Transcrivez sans rien changer le passage de l'arrêt de la cour administrative d'appel qui commence par "Par un jugement" et se termine par "charge de l'Etat.".

| Texte à lire |

= = = = =

France | France, Cour administrative d'appel de Nancy, 3ème chambre - formation à 3, 07 avril 2016, 15NC00279


Vu la procédure suivante :

Procédure contentieuse antérieure :

Le Fonds de garantie des victimes d'actes de terrorisme et d'autres infractions a demandé au tribunal administratif de Strasbourg de condamner l'Etat à lui verser la somme de 101 258,88 euros en remboursement des indemnités versées aux consorts E...-C... à la suite de l'assassinat de M. F...E...le 20 mars 2007.

Par un jugement n° 1205032 du 18 décembre 2014, le tribunal administratif de Strasbourg a limité à 52 258,88 euros la somme mise à la charge de l'Etat.

Procédure devant la cour :


Par une requête enregistrée le 9 février 2015, le Fonds de garantie des victimes d'acte...

Vu la procédure suivante :

Procédure contentieuse antérieure :

Le Fonds de garantie des victimes d'actes de terrorisme et d'autres infractions a demandé au tribunal administratif de Strasbourg de condamner l'Etat à lui verser la somme de 101 258,88 euros en remboursement des indemnités versées aux consorts E...-C... à la suite de l'assassinat de M. F...E...le 20 mars 2007.

= = = = =

| Annotations par cadres pour les photos |

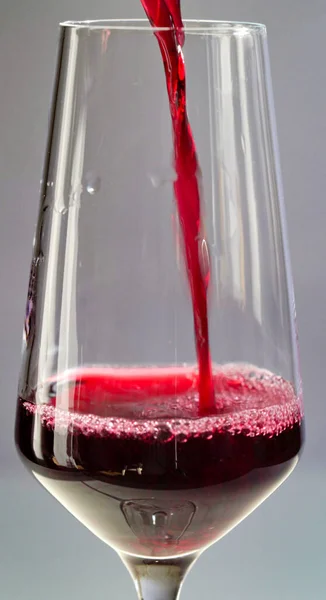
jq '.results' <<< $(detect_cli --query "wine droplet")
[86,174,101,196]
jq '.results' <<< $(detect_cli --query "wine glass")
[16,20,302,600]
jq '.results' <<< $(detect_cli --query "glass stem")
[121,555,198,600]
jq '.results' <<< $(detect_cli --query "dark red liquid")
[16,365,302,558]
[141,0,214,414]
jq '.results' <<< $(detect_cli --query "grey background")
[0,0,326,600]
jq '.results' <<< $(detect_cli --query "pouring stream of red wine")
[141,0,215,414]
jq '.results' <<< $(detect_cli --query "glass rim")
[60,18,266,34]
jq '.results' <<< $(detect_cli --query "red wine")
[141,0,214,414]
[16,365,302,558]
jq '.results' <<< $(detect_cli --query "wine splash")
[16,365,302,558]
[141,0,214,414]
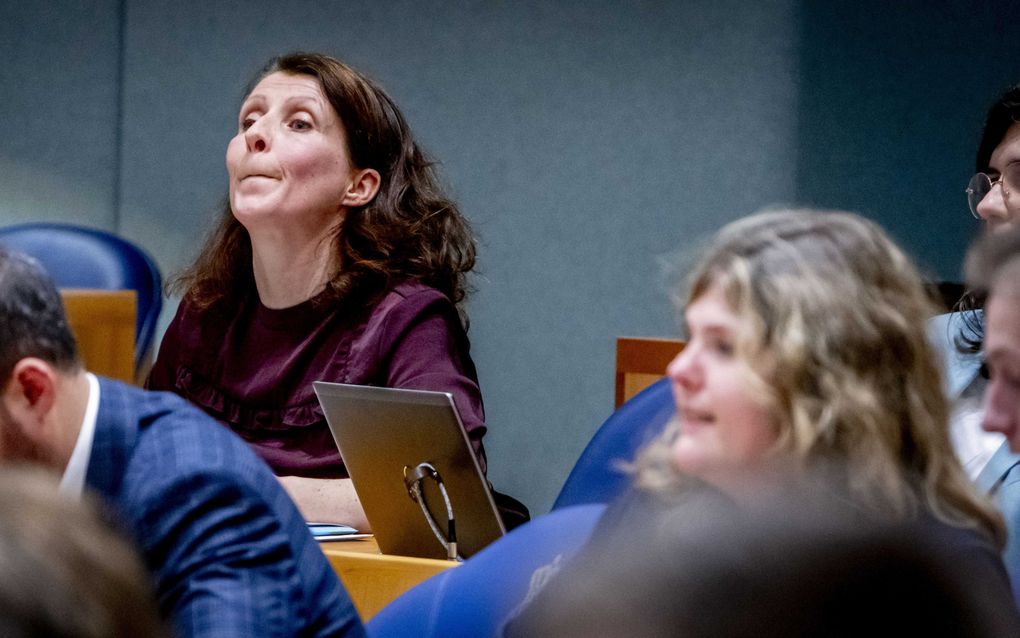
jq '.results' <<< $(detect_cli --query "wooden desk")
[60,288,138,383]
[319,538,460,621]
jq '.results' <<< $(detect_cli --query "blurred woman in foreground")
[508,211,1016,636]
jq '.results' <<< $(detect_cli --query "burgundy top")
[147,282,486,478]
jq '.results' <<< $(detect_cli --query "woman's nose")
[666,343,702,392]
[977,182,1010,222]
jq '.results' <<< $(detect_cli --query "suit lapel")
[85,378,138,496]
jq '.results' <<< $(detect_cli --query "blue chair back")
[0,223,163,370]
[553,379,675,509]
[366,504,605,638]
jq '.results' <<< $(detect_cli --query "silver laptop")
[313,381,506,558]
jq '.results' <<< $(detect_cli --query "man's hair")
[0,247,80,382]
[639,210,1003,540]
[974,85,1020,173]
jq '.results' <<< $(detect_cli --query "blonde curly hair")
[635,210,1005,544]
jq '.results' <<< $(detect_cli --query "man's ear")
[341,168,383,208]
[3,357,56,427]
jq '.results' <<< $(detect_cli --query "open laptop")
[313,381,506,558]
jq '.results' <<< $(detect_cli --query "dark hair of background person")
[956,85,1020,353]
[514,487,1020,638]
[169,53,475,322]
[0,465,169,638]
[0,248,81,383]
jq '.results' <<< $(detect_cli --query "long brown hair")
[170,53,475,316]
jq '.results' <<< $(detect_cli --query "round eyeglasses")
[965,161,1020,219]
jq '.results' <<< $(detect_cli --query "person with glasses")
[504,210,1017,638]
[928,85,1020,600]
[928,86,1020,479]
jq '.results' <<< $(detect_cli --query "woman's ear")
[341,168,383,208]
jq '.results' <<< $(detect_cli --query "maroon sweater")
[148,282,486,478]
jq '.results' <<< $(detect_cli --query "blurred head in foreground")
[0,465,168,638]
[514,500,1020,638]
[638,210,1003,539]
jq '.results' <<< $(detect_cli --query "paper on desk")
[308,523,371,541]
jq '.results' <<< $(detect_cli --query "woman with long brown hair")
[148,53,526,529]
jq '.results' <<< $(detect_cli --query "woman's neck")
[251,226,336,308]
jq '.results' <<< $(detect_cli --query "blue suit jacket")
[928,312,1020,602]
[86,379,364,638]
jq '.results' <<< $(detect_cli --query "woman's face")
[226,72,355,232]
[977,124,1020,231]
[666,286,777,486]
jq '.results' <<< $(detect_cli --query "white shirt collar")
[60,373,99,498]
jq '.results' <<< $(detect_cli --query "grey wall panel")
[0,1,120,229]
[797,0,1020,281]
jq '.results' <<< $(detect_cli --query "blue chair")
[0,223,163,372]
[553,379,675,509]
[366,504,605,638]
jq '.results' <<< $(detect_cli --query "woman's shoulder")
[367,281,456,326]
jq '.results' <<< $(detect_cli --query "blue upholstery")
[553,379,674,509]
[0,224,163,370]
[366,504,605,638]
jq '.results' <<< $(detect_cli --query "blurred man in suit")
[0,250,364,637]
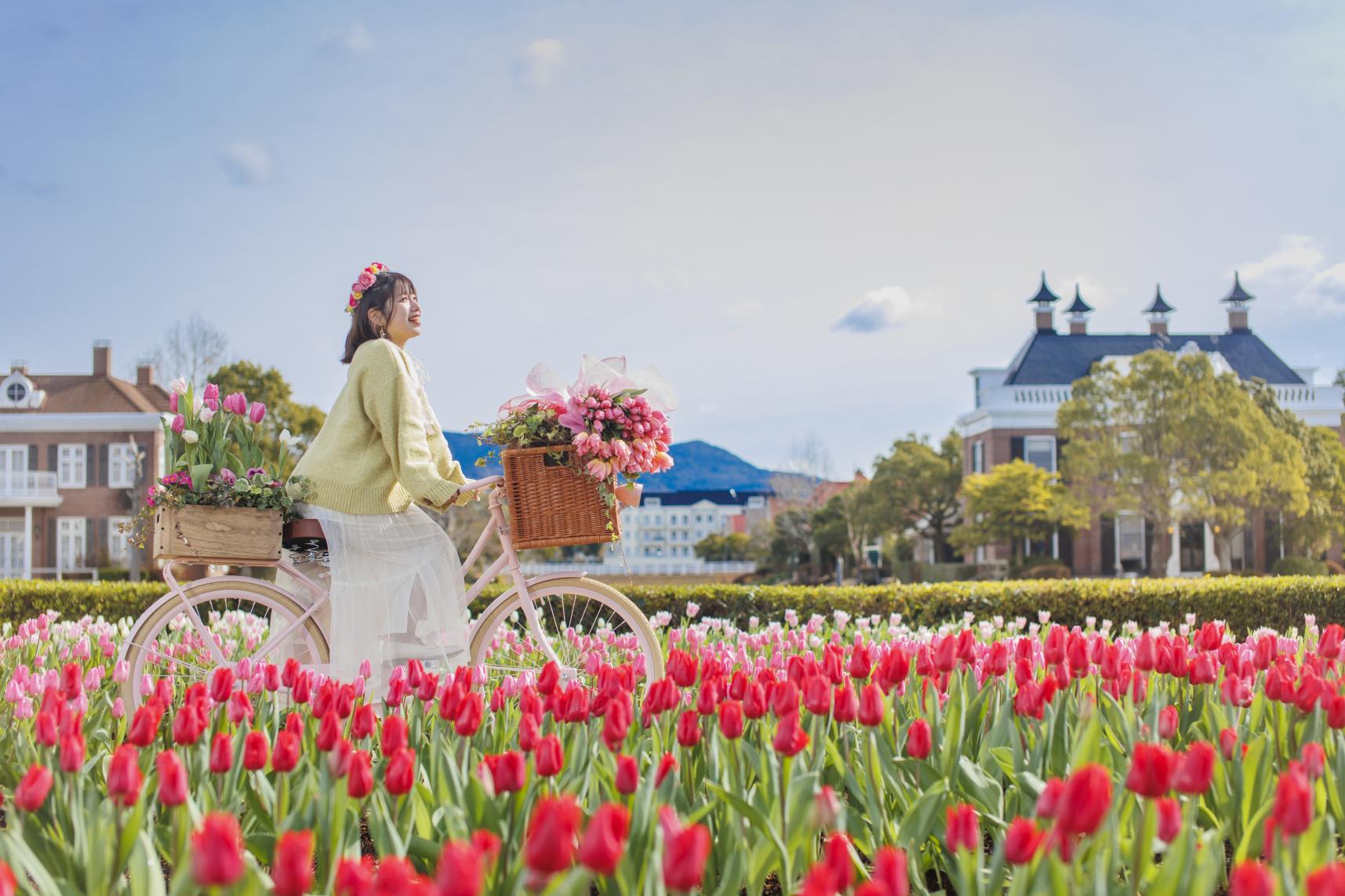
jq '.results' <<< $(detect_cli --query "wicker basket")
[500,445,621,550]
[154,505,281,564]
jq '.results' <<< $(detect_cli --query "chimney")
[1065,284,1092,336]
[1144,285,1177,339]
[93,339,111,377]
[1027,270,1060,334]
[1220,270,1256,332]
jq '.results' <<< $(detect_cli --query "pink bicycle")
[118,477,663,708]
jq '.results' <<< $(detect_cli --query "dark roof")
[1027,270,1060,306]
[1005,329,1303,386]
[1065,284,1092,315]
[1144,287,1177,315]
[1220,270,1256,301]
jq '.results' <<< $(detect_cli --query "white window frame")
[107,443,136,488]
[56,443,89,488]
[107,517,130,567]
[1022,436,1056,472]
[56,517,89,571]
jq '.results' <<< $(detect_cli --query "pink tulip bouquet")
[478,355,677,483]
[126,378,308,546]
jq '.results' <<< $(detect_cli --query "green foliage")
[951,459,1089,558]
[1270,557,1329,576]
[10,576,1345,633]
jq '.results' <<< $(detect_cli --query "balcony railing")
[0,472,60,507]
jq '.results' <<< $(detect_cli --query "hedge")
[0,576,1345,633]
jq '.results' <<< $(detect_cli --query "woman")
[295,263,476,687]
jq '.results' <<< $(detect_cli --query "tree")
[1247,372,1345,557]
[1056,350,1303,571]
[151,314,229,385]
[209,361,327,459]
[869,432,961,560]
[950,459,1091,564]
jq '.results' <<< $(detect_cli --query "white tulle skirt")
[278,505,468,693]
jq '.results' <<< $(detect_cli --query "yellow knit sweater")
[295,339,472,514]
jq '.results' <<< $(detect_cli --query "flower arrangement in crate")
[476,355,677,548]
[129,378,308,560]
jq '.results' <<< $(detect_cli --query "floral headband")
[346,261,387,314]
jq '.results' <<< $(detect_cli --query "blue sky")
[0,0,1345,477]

= = = = =

| Réponse au problème |
Par un jugement n° 1205032 du 18 décembre 2014, le tribunal administratif de Strasbourg a limité à 52 258,88 euros la somme mise à la charge de l'Etat.